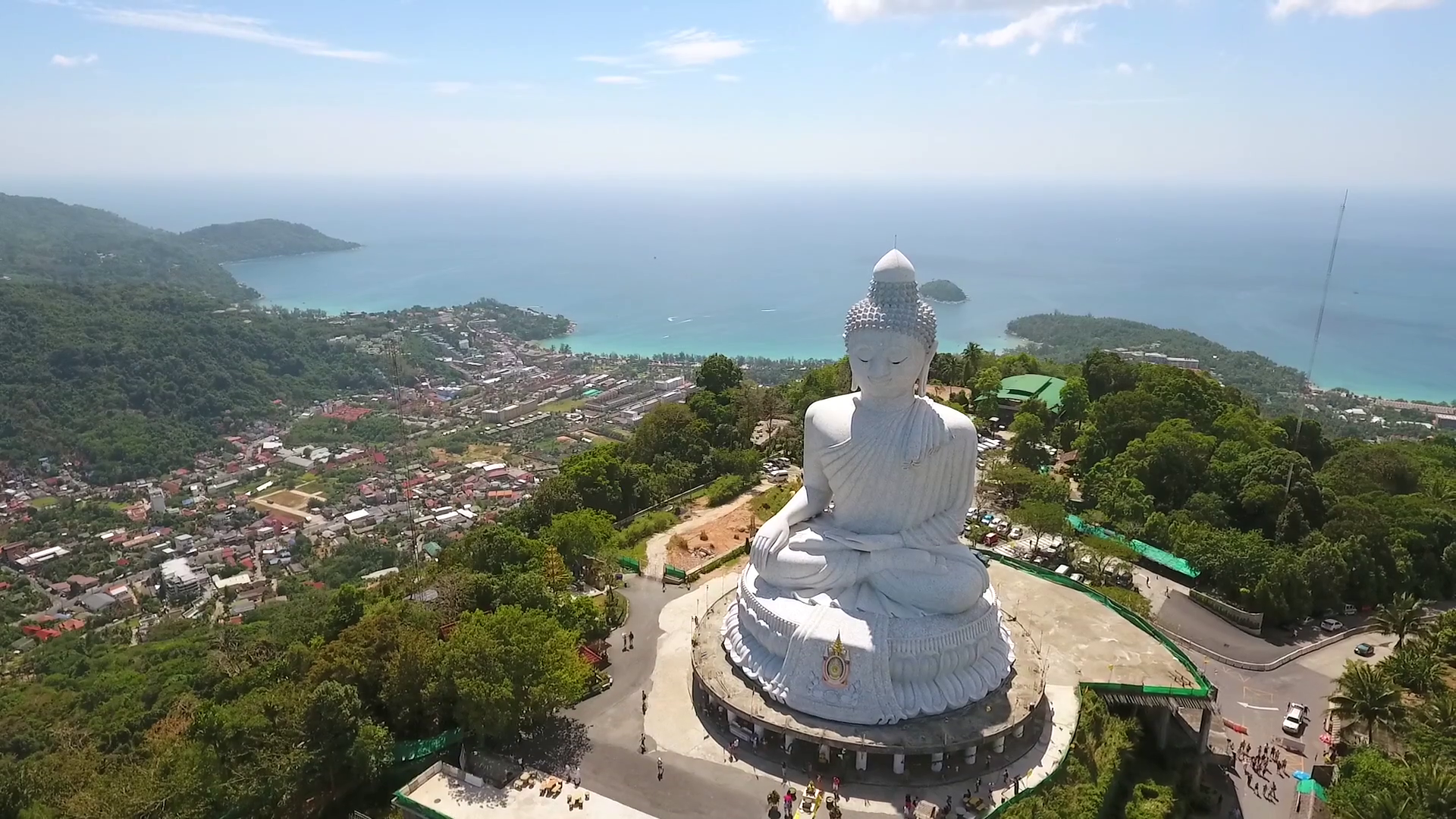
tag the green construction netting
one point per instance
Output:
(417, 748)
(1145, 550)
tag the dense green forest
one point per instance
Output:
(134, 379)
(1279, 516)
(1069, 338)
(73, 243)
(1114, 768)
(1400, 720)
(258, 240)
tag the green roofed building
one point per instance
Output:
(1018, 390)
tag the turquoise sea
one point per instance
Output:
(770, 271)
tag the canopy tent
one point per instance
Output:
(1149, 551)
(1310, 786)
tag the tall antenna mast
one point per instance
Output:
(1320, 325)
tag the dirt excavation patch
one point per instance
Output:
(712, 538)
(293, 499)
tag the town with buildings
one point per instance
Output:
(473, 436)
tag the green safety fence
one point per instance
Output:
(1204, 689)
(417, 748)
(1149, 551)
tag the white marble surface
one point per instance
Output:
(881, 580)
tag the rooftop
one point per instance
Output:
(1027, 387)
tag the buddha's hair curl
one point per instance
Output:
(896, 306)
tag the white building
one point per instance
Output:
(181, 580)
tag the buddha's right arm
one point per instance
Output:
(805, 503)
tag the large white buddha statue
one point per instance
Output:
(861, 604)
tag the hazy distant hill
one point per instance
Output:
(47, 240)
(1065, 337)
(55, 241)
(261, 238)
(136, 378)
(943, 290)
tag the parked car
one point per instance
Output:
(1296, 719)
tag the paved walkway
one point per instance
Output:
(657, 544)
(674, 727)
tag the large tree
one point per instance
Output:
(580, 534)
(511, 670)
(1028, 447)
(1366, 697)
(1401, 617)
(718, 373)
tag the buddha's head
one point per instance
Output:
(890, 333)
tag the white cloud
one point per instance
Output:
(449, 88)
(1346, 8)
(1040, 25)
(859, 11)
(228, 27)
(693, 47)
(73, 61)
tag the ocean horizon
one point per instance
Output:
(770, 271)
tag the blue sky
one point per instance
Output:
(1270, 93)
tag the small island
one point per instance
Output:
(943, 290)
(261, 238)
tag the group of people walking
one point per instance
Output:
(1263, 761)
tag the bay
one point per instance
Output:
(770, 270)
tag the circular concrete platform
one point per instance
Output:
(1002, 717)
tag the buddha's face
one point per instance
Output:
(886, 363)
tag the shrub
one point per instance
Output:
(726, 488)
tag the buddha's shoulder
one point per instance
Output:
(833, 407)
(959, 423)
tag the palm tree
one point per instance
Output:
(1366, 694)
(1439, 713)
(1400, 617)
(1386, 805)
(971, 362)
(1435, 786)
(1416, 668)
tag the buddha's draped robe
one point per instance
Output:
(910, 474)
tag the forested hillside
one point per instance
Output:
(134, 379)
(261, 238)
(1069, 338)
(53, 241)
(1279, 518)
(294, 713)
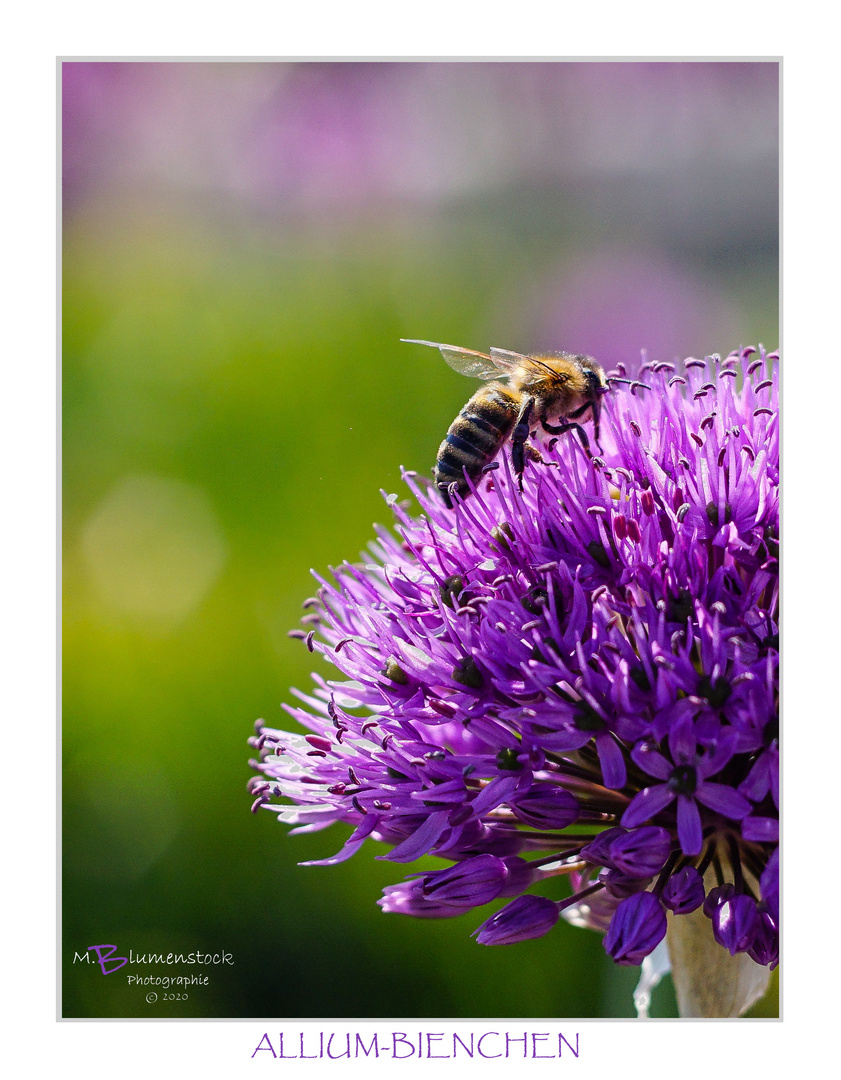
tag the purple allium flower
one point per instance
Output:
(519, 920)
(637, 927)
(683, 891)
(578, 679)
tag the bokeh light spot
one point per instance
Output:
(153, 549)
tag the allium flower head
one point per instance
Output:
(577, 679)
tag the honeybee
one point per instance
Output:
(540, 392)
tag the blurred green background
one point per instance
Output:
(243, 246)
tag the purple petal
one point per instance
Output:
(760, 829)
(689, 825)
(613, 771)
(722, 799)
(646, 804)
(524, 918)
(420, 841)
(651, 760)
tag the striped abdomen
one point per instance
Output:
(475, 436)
==========
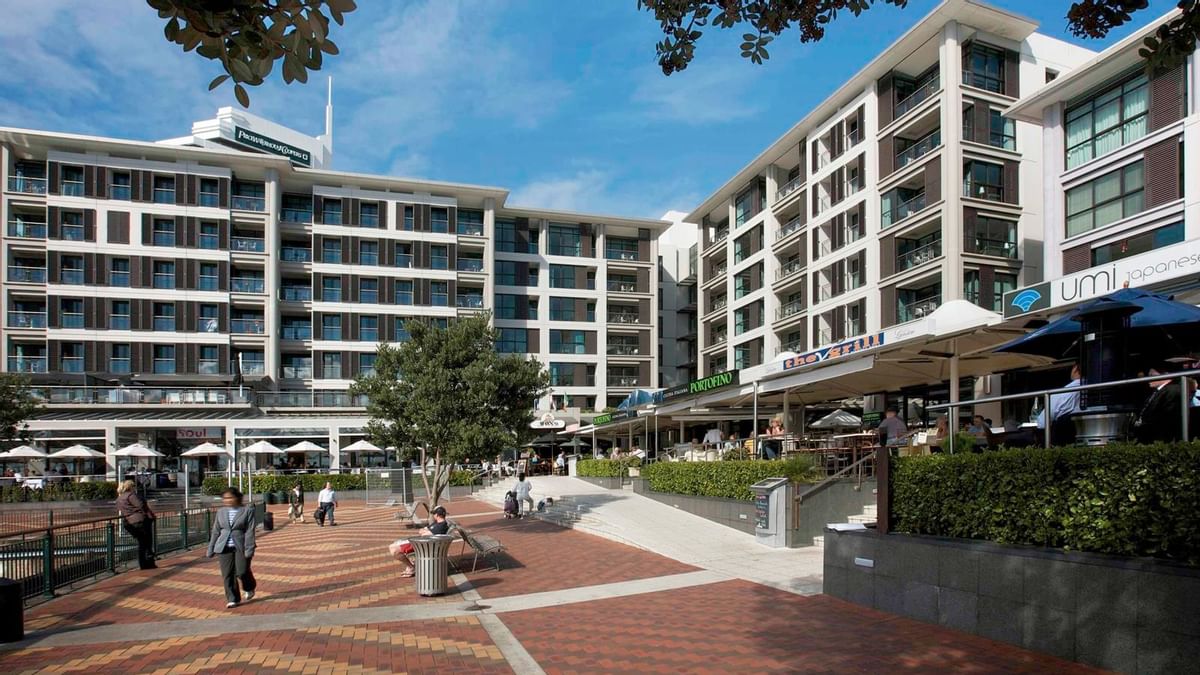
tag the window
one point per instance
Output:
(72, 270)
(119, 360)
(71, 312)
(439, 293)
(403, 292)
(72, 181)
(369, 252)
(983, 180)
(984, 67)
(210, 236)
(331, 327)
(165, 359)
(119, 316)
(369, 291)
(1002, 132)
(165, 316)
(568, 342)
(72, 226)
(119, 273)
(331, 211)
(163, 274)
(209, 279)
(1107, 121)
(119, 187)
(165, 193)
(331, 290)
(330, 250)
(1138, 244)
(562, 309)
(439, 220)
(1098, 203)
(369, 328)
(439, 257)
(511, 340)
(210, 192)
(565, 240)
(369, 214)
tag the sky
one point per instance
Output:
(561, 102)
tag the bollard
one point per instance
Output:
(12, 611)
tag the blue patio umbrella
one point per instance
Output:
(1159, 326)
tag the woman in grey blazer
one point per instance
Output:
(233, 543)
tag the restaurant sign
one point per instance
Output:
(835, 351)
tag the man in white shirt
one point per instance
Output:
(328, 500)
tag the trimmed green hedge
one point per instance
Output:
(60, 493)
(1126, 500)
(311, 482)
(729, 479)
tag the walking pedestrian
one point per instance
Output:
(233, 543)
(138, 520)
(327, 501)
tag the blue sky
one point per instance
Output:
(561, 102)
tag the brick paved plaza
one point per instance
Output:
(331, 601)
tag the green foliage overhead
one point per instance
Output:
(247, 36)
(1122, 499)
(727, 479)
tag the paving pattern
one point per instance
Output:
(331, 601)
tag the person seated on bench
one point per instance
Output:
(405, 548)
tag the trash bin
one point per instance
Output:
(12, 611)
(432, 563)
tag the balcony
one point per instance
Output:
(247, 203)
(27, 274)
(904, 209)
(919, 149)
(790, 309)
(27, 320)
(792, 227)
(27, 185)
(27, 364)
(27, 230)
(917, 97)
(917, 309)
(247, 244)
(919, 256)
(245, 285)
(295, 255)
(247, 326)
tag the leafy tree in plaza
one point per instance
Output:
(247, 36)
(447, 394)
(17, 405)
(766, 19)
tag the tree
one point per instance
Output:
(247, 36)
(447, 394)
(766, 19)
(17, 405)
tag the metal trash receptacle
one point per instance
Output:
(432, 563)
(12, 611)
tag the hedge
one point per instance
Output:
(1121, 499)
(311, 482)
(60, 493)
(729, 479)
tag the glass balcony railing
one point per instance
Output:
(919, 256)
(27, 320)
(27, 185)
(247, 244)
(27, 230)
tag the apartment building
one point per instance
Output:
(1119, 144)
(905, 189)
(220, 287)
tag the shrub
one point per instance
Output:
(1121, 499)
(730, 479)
==========
SET TASK: Pull out every line above that contains the word "balcony" and copy each one in full. Case counts.

RESPONSE TO THIS EXERCISE:
tag the balcony
tag the glass balcony railing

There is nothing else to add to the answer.